* _Objective_
Format every line of the rows that follow as a JSON list of strings, one string per line, leaving out blank lines and the pictures.

* _Input records_
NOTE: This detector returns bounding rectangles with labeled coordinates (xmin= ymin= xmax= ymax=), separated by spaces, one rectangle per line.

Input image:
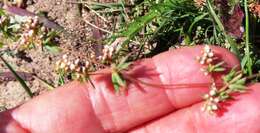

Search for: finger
xmin=0 ymin=46 xmax=239 ymax=133
xmin=131 ymin=84 xmax=260 ymax=133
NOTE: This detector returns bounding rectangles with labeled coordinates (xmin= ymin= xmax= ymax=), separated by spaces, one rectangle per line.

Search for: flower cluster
xmin=99 ymin=45 xmax=115 ymax=61
xmin=197 ymin=45 xmax=214 ymax=65
xmin=17 ymin=16 xmax=48 ymax=48
xmin=98 ymin=37 xmax=126 ymax=62
xmin=194 ymin=0 xmax=206 ymax=8
xmin=248 ymin=2 xmax=260 ymax=17
xmin=0 ymin=16 xmax=7 ymax=26
xmin=56 ymin=55 xmax=90 ymax=80
xmin=201 ymin=83 xmax=220 ymax=114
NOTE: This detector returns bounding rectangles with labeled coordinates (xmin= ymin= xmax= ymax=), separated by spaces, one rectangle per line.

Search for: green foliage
xmin=0 ymin=55 xmax=33 ymax=97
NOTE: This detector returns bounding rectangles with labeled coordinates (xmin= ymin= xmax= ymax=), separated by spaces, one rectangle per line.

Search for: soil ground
xmin=0 ymin=0 xmax=116 ymax=111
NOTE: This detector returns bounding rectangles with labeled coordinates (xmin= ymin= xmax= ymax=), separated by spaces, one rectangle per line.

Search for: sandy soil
xmin=0 ymin=0 xmax=116 ymax=111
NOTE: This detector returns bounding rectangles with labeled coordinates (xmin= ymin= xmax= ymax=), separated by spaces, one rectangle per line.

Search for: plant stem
xmin=244 ymin=0 xmax=252 ymax=75
xmin=207 ymin=0 xmax=240 ymax=57
xmin=0 ymin=55 xmax=33 ymax=98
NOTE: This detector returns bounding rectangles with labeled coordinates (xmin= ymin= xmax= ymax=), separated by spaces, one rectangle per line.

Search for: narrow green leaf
xmin=0 ymin=55 xmax=33 ymax=97
xmin=112 ymin=72 xmax=126 ymax=92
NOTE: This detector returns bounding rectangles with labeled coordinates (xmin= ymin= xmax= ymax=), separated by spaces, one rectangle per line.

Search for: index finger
xmin=0 ymin=46 xmax=239 ymax=133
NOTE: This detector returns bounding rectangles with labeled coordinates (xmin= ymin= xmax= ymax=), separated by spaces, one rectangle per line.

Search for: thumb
xmin=0 ymin=46 xmax=239 ymax=133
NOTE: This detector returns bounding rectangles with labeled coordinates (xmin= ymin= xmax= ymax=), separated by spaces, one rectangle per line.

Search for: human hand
xmin=0 ymin=46 xmax=260 ymax=133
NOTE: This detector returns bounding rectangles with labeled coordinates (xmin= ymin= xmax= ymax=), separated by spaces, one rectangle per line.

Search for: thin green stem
xmin=0 ymin=55 xmax=33 ymax=98
xmin=244 ymin=0 xmax=252 ymax=75
xmin=207 ymin=0 xmax=240 ymax=56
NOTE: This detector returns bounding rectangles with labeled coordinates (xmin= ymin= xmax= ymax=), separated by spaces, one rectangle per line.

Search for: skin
xmin=0 ymin=46 xmax=260 ymax=133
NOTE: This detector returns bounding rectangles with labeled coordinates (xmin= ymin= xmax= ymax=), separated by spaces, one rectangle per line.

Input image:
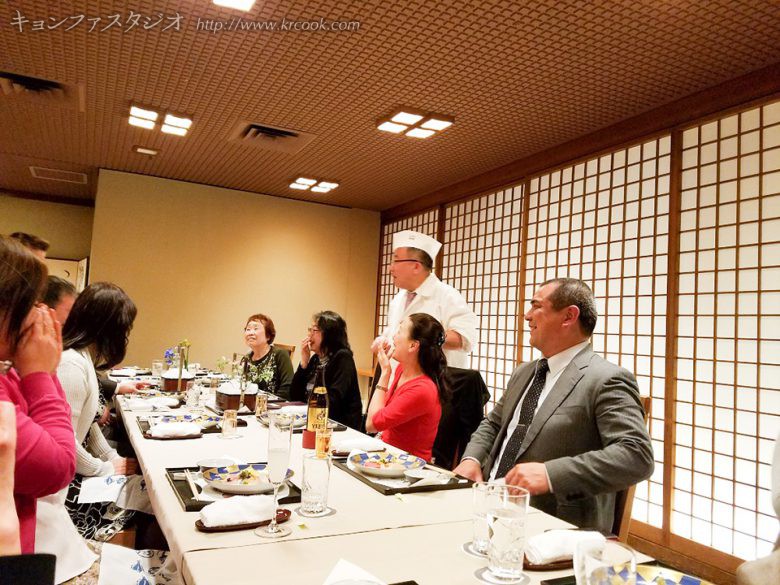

* _Solution for this exercise_
[
  "NOTE: This detector returns bounding rectangles with labeled coordinates (xmin= ymin= xmax= ymax=), separated by spaces, one rectangle per line.",
  "Input image:",
  "Search for: finger",
  "xmin=0 ymin=46 xmax=239 ymax=133",
  "xmin=131 ymin=84 xmax=260 ymax=133",
  "NOTE: This detector returns bounding rectangles with labeled coordinates (xmin= ymin= xmax= ymax=), separated by spaces, one rectangle per line.",
  "Search for: flower cluster",
  "xmin=99 ymin=45 xmax=115 ymax=61",
  "xmin=197 ymin=45 xmax=214 ymax=65",
  "xmin=17 ymin=16 xmax=48 ymax=48",
  "xmin=98 ymin=37 xmax=126 ymax=62",
  "xmin=194 ymin=0 xmax=206 ymax=8",
  "xmin=248 ymin=2 xmax=260 ymax=17",
  "xmin=0 ymin=16 xmax=7 ymax=26",
  "xmin=56 ymin=55 xmax=90 ymax=80",
  "xmin=201 ymin=83 xmax=220 ymax=114",
  "NOTE: This detector returns bounding rectangles with labeled coordinates (xmin= ymin= xmax= ymax=), separated by spaces, one rectangle per line.",
  "Search for: green foliage",
  "xmin=0 ymin=55 xmax=33 ymax=97",
  "NOTE: This detector returns bounding rectangles with labeled coordinates (xmin= ymin= xmax= ymax=), separated by spaces, one rectangle per line.",
  "Search for: soil ground",
  "xmin=0 ymin=0 xmax=116 ymax=111",
  "NOTE: This detector returns bounding rectangles with labeled coordinates (xmin= ymin= xmax= ymax=), separated by spaces, one rectangle per line.",
  "Search for: sandy soil",
  "xmin=0 ymin=0 xmax=116 ymax=111",
  "NOTE: This detector returns bounding rectangles with labeled coordinates (xmin= ymin= xmax= ymax=), separated by spaces, one rectangle per line.",
  "Search for: plant stem",
  "xmin=244 ymin=0 xmax=252 ymax=75",
  "xmin=207 ymin=0 xmax=240 ymax=57",
  "xmin=0 ymin=55 xmax=33 ymax=98",
  "NOTE: This detector returns bounding rectangles with labeled coordinates (xmin= ymin= xmax= ymax=), separated by spaces, one rectangle per line.",
  "Search for: narrow green leaf",
  "xmin=0 ymin=55 xmax=33 ymax=97",
  "xmin=112 ymin=72 xmax=126 ymax=92",
  "NOTE: This detector returns bounding rectangles with labeled coordinates (xmin= ymin= xmax= ymax=), separated by spaces, one rectangle per line.",
  "Search for: index finger",
  "xmin=0 ymin=46 xmax=239 ymax=133",
  "NOTE: This detector returns bounding rectangles with labeled coordinates (xmin= ymin= xmax= ymax=), separated by spaces, one rectangle per line.",
  "Search for: thumb",
  "xmin=0 ymin=46 xmax=239 ymax=133",
  "NOTE: This detector returns bounding rectangles with labeled coordinates (xmin= ymin= xmax= ymax=), separated by spaces, one rectangle per line.",
  "Search for: human hand",
  "xmin=0 ymin=46 xmax=260 ymax=133",
  "NOTE: This detector returns bounding rectangles with labeled coordinates (xmin= ymin= xmax= ymax=), separated by spaces, one rectangle per line.",
  "Search for: thin green stem",
  "xmin=0 ymin=55 xmax=33 ymax=98",
  "xmin=244 ymin=0 xmax=252 ymax=75",
  "xmin=207 ymin=0 xmax=240 ymax=56",
  "NOTE: This detector returns bounding rectangles with labeled coordinates (xmin= ymin= xmax= ymax=), separated by spaces, one rectangle per line.",
  "Search for: skin",
  "xmin=0 ymin=46 xmax=260 ymax=133",
  "NOTE: This detector returns bounding rectangles with labeled coordinates (xmin= ymin= xmax= ymax=), separated by spaces, one rectangle per line.",
  "Input image:"
]